• [Written problem]: Transcribe the portion of the Rust lifetimes post starting with "Ground rules" and going on through "Lockables, and locks.".

• [Provided passage]:

--

This is part of a blog series on working towards an intuitive mental model for lifetimes in Rust.

Lockout


Soooo… I wanted to avoid talking about this. I really, really, wanted to avoid this. I didn't want to have to define terms like "place" or… (ahem) "value."

But when I tried to sit myself down and really, really write down an in-depth example… I realized that there was no two ways about it. Before you can learn to appreciate why lifetimes exist, you must learn what life would be like without them. And in order to do that, well…

…you see, trying to simply picture rust without lifetimes is not easy, because it is ultimately the borrow checker that cares about them. And the borrow checker is really not something you or I think about on a daily basis.

So let's come up with our own borrow checker; the simplest one we can, in order to explore this crazy, new world without lifetimes!

A very basic borrow checker

Ground rules

The borrow checker is primarily concerned about the goings-on in a single function's body. Following what many agree to be a core tenet of Rust, this ought to be a purely local analysis, and should not require looking beyond the signature of another function in order to decide what impact it has on borrow-checking.

We want the design to be fairly basic and introduce a minimum of new concepts. What it comes down to is that there are two key concepts that we'll want to introduce: Lockables, and locks.

Let's get these new bits of terminology out of the way:

A lockable is a nameable location that you can borrow, read, or write

fn area(rect: &Rect) -> i64 {
    rect.height * rect.width
}

The above example—short as it is—has four lockables we can name:

  • rect: A lockable of type &Rect
  • *rect: A lockable of type Rect
  • (*rect).height and (*rect).width: Lockables of type i64

Lockables are, well… basically lvalues. For our purposes, though, we're not particularly interested in all lvalues, just ones that we can easily check borrows of. For instance, vec[i] is an lvalue, but it is too difficult to tell statically if vec[i] and vec[j] are the same; so we only bother talking about the entire vec.

For now, our borrow checker is going to be pretty dumb and will only care about one type of lockable:1

  • local: A local variable mentioned by name.2

This is very coarse grained, and trying to borrow a field of a struct will borrow the whole thing. This just makes life a tad easier, so that it doesn't take us so long to finally reach the part about lifetimes!

For now, I'm just going to state without justification that statics, consts, and fns (i.e. all "path expressions") are completely ignored by the borrow checker and therefore not lockable.

Lockables may be locked for reading or writing

Various expressions in a function body may put read locks and/or write locks on lockables. The borrow checker traces the existence of these locks along every possible control flow path through the function. There is a single, core rule:

Borrow checking shall fail if—and only if—there exists a control flow path where a single lockable is simultaneously locked both for writing and for something else.

What kinds of expressions create locks? Well, obviously, borrowing does:

  • The expression &vec will lock vec for reading.
  • The expression &mut vec will lock vec for writing.
  • If p can be dereferenced, then &*p also locks p for reading. (and etc. for &mut *p)

These locks will be considered to be held by the borrow, and they will only be released once the borrow is deinitialized. This is intended to approximate the behavior of the lexical borrow checker.

There's a few more things that can create locks:

  • When a &T is copied or a &mut T is moved, the resulting borrow holds the same lock as the original. (via refcounting)

--

• [Entries provided]:

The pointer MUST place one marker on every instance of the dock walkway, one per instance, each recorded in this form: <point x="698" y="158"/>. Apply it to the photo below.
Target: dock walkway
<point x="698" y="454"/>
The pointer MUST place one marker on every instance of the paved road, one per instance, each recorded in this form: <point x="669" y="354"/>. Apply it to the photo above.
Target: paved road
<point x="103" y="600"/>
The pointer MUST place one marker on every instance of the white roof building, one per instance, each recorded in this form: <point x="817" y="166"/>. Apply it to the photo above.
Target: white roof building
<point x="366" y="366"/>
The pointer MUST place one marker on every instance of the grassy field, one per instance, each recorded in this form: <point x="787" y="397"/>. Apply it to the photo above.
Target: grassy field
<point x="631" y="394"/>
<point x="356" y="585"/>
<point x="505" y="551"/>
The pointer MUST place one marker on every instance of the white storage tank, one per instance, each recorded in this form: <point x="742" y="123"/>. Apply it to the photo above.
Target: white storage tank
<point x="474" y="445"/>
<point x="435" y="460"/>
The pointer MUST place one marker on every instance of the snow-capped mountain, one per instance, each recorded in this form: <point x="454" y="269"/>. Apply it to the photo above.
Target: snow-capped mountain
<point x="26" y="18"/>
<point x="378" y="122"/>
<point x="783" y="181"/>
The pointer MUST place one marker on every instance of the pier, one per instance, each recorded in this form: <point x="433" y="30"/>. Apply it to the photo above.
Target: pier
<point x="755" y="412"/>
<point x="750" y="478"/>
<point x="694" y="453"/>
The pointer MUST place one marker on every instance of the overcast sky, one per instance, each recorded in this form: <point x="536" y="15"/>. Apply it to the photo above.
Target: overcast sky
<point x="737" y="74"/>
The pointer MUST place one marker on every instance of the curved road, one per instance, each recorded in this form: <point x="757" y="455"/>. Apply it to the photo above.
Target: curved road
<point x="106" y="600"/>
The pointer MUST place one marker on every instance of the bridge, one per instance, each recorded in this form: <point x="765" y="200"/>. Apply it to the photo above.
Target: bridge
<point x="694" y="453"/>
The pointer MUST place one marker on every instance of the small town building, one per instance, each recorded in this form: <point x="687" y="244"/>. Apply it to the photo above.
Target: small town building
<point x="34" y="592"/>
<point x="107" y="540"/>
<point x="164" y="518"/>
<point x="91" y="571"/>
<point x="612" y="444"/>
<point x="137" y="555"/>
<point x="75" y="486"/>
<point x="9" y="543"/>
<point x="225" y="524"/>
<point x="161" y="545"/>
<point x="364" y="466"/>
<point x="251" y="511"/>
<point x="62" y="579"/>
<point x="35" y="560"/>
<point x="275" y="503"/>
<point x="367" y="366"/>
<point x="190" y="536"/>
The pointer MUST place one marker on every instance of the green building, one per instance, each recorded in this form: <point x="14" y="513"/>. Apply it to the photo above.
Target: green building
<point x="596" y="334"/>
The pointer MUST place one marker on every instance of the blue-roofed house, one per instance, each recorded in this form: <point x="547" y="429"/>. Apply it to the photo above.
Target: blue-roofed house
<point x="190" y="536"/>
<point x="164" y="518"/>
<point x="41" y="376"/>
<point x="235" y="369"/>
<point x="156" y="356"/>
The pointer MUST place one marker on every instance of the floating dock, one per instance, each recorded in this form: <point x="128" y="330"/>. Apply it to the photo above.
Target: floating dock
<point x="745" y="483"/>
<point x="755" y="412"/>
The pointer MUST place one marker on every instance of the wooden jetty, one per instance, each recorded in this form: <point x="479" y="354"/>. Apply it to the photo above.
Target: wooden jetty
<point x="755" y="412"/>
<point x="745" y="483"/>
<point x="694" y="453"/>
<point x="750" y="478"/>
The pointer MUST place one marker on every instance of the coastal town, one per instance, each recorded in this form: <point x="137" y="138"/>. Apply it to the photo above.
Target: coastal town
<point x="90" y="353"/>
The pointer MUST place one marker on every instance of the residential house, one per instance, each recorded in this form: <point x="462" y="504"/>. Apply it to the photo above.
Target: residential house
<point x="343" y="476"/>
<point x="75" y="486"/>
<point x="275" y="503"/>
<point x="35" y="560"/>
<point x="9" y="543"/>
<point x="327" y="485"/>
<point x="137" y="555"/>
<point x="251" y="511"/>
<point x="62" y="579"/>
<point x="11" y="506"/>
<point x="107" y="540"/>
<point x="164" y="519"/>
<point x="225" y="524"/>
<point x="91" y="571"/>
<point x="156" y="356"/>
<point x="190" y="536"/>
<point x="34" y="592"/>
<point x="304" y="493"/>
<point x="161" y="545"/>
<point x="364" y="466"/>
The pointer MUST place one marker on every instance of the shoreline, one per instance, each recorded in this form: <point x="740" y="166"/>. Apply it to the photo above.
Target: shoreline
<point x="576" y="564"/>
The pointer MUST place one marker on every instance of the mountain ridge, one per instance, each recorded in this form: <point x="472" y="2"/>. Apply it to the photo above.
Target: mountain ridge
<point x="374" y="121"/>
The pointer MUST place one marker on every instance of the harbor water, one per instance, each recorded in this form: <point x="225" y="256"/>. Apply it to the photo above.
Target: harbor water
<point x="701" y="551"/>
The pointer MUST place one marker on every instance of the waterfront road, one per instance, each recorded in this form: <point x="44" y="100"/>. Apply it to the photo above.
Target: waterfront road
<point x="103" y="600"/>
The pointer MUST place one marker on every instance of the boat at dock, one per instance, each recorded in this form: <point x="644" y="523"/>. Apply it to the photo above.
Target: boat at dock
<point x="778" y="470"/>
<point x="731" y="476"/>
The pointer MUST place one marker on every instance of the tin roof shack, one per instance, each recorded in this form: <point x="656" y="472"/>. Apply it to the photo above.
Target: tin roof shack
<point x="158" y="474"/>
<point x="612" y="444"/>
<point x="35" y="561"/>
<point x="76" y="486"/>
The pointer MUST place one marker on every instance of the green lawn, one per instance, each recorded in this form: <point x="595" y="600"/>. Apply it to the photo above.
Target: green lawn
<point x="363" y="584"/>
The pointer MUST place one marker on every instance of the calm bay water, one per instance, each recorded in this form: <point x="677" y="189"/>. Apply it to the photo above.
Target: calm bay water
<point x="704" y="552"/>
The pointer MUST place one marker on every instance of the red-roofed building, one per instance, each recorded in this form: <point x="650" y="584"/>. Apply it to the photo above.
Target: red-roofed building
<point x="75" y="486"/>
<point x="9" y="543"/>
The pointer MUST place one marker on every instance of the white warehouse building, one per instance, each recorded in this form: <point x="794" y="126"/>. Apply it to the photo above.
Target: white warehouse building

--

• [Task output]:
Ground rules

The borrow checker is primarily concerned about the goings-on in a single function's body. Following what many agree to be a core tenet of Rust, this ought to be a purely local analysis, and should not require looking beyond the signature of another function in order to decide what impact it has on borrow-checking.

We want the design to be fairly basic and introduce a minimum of new concepts. What it comes down to is that there are two key concepts that we'll want to introduce: Lockables, and locks.